● **PROMPT 1**
Decide whether each statement below agrees with the passage on capacity building in Afghanistan, answering yes or no and quoting the exact words of the passage that settle it. (a) Internationally accepted standards and practices rely on interoperable systems that Afghanistan already has. (b) The havala system has adapted to the age of telecommunications. (c) Intelligence agencies are more demanding of financial accountability than a grant application to USAID.
>> begin EXCERPTED TEXT
Foreign aid donors and consultants working in Afghanistan often complain that Afghans “lack capacity” and suggest programs of “capacity building” to enable Afghans to develop their economy and state. Such programs train Afghans in internationally accepted standards and practices, on the assumption that mastery of these standards and practices constitutes “capacity.”
Unfortunately many of these internationally accepted standards and practices do not work very well in Afghanistan, since they presuppose a set of interoperable systems that do not exist. Hence the need to train Afghans to fill out project proposals for donors soon mutates into demands for a different type of education and legal system, which in turn press Afghans to abandon their languages and political institutions. Since the international standards and practices don’t work very well anyway, Afghans resist abandoning their identity and accepting that they “lack capacity.” Mutual incomprehension and resentment result, if not worse.
Sometimes when a consultant tells me that Afghans lack capacity, I try to imagine my interlocutor being forced to survive in Uruzgan province with two jaribs of land and a goat. I wonder if this person would be capable of transferring billions of dollars from undocumented workers in the Persian Gulf to families living in remote villages with no banks or telecommunications. I wonder if he could transform a local conflict incomprehensible to outsiders into a million dollar business funded by superpowers that h have been convinced they have existential stakes in the outcome. I wonder if he could smuggle emeralds out of Afghanistan to buy weapons and ammunition in Ukraine and transport them across seven closed borders into the Panjshir Valley. I wonder if he could create a multibillion dollar a year industry in one of the world’s poorest countries with no government by turning those handicaps into assets in a world with an insatiable demand for illegal addictive substances.
A brief examination of the people of actually existing Afghanistan indicates that they do not lack capacity. If they lacked capacity, they would be dead by now. But they have developed capacities to deal with their actual situation over the past several decades. During that time, the ability to apply for a grant from USAID was not particularly useful. Intelligence agencies are much less demanding of financial accountability and deliverables.
Instead, Afghans developed capacities that enabled them to survive and in some cases prosper under conditions of insecurity and high risk. In order to transfer money from migrant workers to their families, they developed extensions of the longstanding havala system. This system, which long took advantage of the movements of nomads and traders to transfer letters of credit between hinterlands and commercial hubs, has adapted to the age of telecommunications. Money can be transferred electronically from an account in Saudi Arabia to an account in Pakistan. A dealer who has been contacted by either a personal emissary or mobile phone withdraws the cash. A personal emissary, a traveler, nomad, or trader, or a mobile or satellite phone call courtesy of the CIA and other intelligence agencies, who supplied them to commanders, can inform the recipient, who can come to the city or town to collect. Or the agent can use the cash to purchase goods in a market center and then transport them for resale at a profit in the destination area. He transfers the original amount to the recipient and keeps the profit and costs as his fee. All of these transactions rely on networks of social capital underpinned by kinship, religion, fear of retribution, and other forms of reciprocity that operate in the absence of a state or without support from it.
>> end EXCERPTED TEXT
● **PROMPT 2**
Display each line of the records that contains the word "shirt".
>> begin DATA TO PROCESS
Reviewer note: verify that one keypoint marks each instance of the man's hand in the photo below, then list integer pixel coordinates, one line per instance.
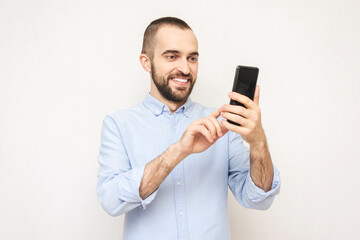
(201, 134)
(198, 137)
(251, 130)
(249, 118)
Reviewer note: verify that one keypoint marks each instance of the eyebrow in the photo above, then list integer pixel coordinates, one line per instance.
(177, 52)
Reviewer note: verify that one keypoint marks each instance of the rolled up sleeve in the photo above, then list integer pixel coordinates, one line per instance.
(240, 182)
(118, 183)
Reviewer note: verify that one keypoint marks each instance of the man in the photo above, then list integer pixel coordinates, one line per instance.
(167, 162)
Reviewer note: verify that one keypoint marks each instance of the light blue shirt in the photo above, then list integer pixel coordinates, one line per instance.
(191, 203)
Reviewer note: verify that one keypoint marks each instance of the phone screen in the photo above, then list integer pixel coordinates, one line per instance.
(245, 84)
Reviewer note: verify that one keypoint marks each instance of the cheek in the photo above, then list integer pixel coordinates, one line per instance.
(194, 69)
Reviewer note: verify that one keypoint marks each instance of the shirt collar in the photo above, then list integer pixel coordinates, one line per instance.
(157, 107)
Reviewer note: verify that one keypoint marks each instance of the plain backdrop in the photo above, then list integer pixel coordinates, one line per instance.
(64, 65)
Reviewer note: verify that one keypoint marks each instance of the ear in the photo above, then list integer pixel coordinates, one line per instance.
(145, 62)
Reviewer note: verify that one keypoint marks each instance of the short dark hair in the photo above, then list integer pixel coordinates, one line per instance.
(151, 30)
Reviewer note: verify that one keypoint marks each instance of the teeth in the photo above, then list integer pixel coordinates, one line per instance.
(180, 80)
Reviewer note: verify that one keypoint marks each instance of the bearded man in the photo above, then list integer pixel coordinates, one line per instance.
(167, 163)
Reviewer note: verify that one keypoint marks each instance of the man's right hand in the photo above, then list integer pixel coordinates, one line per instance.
(201, 134)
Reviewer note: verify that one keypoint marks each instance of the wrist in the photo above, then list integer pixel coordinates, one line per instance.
(178, 151)
(260, 144)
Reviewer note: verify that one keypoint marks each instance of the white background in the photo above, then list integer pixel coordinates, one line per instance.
(65, 64)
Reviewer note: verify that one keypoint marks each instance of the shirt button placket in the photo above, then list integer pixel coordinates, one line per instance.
(179, 190)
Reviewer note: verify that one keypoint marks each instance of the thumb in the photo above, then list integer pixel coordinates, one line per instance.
(257, 95)
(216, 113)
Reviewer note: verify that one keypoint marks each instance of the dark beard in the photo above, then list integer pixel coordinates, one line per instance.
(162, 85)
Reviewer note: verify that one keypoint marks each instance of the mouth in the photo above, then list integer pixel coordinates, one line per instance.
(180, 81)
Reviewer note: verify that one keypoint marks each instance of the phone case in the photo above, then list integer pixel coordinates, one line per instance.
(244, 83)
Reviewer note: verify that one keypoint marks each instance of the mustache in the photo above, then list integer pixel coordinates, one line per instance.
(180, 74)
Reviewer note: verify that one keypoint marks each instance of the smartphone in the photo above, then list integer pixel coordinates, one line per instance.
(244, 83)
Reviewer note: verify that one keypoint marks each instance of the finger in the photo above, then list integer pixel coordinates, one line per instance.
(236, 110)
(204, 131)
(242, 99)
(210, 126)
(224, 130)
(232, 127)
(235, 118)
(217, 125)
(257, 95)
(216, 113)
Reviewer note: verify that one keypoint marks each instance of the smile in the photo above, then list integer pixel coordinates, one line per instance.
(180, 80)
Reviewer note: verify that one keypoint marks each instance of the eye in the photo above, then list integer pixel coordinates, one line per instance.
(193, 59)
(171, 57)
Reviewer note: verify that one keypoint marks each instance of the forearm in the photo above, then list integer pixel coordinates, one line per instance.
(261, 167)
(158, 169)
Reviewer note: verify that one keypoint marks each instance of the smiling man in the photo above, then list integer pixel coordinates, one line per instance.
(167, 163)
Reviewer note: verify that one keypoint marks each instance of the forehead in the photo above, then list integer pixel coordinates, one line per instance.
(173, 38)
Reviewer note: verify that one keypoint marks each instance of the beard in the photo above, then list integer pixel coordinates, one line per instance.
(181, 94)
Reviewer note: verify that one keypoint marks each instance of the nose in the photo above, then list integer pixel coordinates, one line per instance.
(184, 66)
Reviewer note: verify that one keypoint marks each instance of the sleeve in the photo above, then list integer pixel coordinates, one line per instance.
(240, 182)
(118, 183)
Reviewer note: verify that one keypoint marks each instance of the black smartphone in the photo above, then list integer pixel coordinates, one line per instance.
(244, 83)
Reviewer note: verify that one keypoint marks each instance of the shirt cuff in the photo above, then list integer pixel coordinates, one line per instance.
(129, 185)
(256, 194)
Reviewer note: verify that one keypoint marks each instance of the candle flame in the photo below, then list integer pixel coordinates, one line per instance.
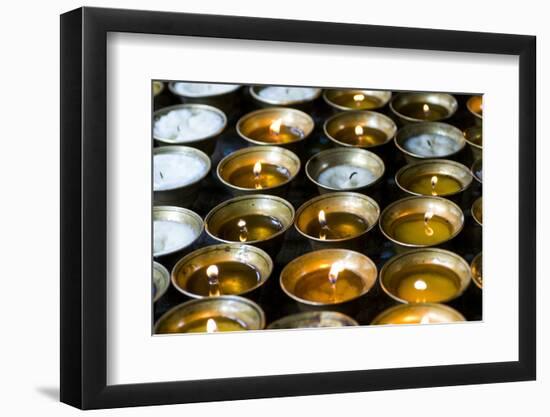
(335, 269)
(275, 127)
(427, 217)
(243, 235)
(420, 285)
(211, 326)
(257, 170)
(434, 181)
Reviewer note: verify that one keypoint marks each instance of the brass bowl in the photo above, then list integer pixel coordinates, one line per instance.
(364, 118)
(275, 155)
(347, 202)
(344, 156)
(265, 117)
(356, 262)
(407, 174)
(425, 313)
(439, 206)
(161, 281)
(255, 92)
(475, 106)
(206, 143)
(224, 101)
(476, 170)
(240, 309)
(178, 215)
(375, 98)
(313, 319)
(263, 204)
(210, 255)
(427, 128)
(401, 100)
(182, 195)
(474, 138)
(477, 270)
(477, 211)
(392, 271)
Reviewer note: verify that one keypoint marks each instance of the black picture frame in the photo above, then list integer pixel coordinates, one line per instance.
(84, 207)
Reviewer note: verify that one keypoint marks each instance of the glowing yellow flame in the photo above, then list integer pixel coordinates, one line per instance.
(212, 272)
(243, 235)
(420, 285)
(434, 181)
(275, 127)
(427, 217)
(257, 170)
(211, 326)
(335, 269)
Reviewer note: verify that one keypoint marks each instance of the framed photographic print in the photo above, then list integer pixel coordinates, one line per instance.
(258, 208)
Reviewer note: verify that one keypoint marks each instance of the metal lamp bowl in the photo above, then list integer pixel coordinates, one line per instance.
(233, 307)
(414, 313)
(214, 254)
(383, 97)
(265, 117)
(420, 205)
(437, 128)
(348, 202)
(409, 173)
(390, 274)
(184, 195)
(313, 319)
(344, 156)
(366, 118)
(207, 143)
(356, 262)
(275, 155)
(179, 215)
(255, 93)
(442, 99)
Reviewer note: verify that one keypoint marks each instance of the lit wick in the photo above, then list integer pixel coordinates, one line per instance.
(323, 223)
(211, 326)
(275, 127)
(212, 273)
(434, 183)
(243, 235)
(257, 170)
(426, 109)
(335, 269)
(427, 217)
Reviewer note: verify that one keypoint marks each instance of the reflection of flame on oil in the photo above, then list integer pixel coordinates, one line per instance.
(211, 326)
(275, 127)
(427, 217)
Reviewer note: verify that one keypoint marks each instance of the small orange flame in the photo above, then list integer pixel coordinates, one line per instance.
(211, 326)
(275, 127)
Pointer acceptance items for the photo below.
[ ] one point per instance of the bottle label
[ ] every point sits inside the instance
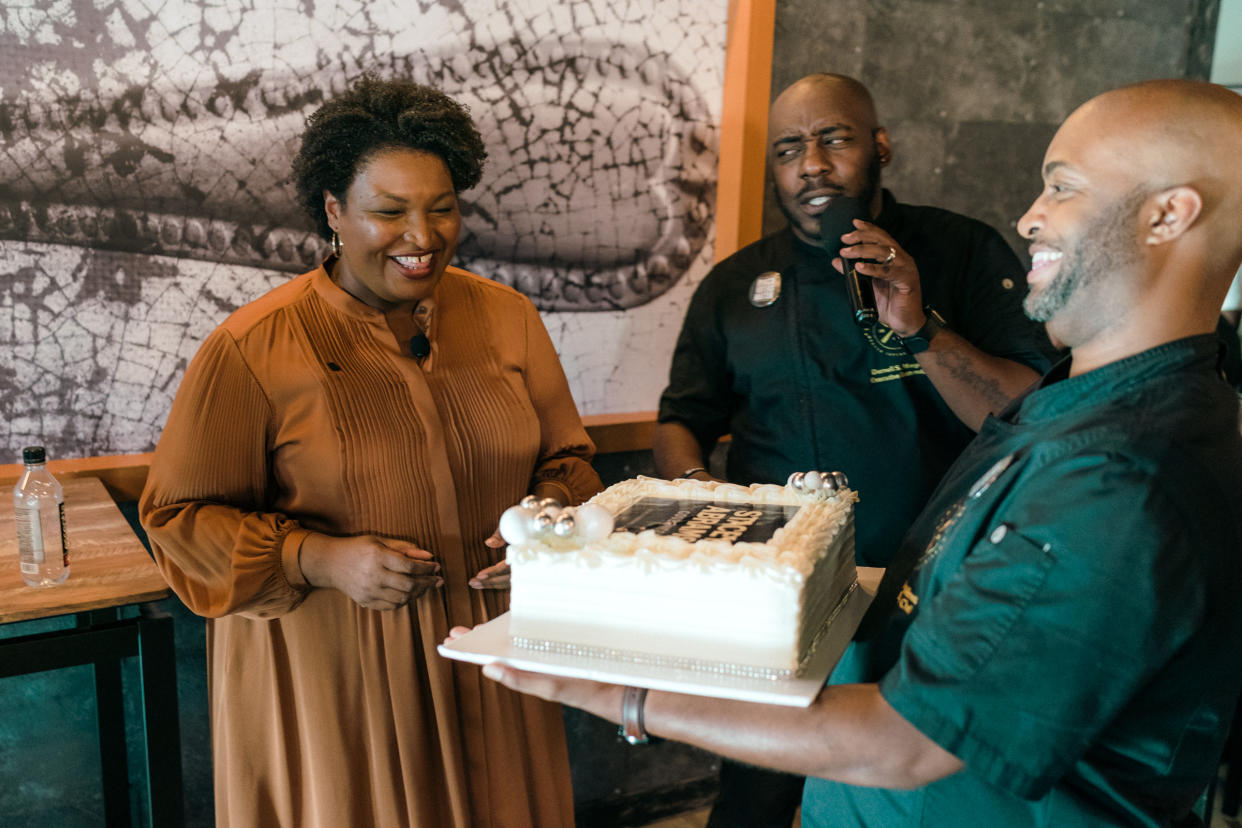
(30, 536)
(65, 538)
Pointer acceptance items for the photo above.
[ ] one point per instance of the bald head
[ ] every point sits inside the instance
(840, 91)
(822, 143)
(1166, 134)
(1137, 235)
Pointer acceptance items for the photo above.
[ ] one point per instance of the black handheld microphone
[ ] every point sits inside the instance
(836, 221)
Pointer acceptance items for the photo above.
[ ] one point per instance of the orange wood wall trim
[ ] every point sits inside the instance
(126, 474)
(748, 70)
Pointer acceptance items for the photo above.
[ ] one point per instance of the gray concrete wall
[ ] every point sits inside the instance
(971, 91)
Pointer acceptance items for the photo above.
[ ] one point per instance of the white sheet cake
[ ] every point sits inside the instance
(696, 574)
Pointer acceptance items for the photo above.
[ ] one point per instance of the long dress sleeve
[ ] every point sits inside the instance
(565, 451)
(203, 505)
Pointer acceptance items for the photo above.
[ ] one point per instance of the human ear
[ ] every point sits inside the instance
(1171, 212)
(332, 206)
(882, 148)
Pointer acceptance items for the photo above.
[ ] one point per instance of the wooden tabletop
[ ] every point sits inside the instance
(108, 565)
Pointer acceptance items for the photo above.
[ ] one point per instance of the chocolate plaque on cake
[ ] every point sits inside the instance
(694, 520)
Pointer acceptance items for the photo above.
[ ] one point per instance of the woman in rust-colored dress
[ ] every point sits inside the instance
(327, 488)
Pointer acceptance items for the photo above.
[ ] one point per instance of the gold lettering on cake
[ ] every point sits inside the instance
(702, 523)
(735, 525)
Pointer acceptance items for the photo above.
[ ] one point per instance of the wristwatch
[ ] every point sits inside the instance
(920, 339)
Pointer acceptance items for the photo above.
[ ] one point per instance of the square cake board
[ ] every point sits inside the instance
(491, 642)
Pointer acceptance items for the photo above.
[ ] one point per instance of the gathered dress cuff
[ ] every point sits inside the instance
(291, 558)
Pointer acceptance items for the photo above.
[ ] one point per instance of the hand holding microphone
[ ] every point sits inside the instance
(902, 294)
(837, 220)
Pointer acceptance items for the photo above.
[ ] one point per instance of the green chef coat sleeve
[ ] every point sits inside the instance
(1077, 589)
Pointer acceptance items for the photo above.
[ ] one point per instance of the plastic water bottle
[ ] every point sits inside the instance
(39, 507)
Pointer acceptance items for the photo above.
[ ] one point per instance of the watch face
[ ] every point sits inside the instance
(883, 339)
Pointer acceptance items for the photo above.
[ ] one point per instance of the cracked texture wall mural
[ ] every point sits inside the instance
(144, 194)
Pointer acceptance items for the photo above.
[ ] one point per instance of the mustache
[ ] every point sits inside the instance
(811, 186)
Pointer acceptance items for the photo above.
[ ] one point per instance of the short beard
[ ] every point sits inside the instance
(1106, 245)
(865, 196)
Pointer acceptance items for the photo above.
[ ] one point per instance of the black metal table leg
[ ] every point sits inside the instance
(158, 664)
(111, 710)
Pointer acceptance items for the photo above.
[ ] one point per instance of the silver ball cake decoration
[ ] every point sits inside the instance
(535, 519)
(819, 484)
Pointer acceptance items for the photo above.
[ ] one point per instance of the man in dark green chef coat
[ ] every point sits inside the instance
(1063, 639)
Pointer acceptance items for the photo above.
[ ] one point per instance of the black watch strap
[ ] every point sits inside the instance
(920, 340)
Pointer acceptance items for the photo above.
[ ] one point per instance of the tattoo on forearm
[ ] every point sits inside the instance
(961, 369)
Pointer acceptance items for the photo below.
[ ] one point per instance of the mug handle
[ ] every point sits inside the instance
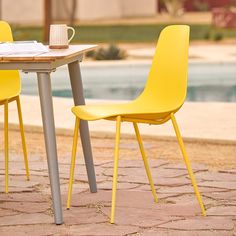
(73, 33)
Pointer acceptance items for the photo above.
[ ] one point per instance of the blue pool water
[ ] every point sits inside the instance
(119, 80)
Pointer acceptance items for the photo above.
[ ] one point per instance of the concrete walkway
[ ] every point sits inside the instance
(26, 210)
(211, 121)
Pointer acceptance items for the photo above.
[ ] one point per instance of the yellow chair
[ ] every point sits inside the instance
(163, 95)
(10, 87)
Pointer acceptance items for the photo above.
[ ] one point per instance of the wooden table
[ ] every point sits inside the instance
(43, 64)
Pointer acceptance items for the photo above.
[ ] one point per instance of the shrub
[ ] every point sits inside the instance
(112, 52)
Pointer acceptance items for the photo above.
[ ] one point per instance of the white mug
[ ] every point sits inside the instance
>> end DATA TO PROCESS
● **RESULT 1**
(a) No: "they presuppose a set of interoperable systems that do not exist."
(b) Yes: "has adapted to the age of telecommunications."
(c) No: "Intelligence agencies are much less demanding of financial accountability and deliverables."

● **RESULT 2**
Reviewer note: verify that one keypoint marks each instance of the light blue shirt in the photo above, then list integer pixel coordinates, one line per instance.
Reviewer note: verify that one keypoint marks each instance of the shirt collar in the photo above, then list integer pixel coordinates, one line per instance.
Reviewer note: verify that one keypoint marks each instance of the shirt button placket in the photo above, then list integer pixel coordinates, one line per instance.
Reviewer note: verify that one keypoint marks each instance of the shirt cuff in the photo above, then list integer pixel coordinates, one line per instance.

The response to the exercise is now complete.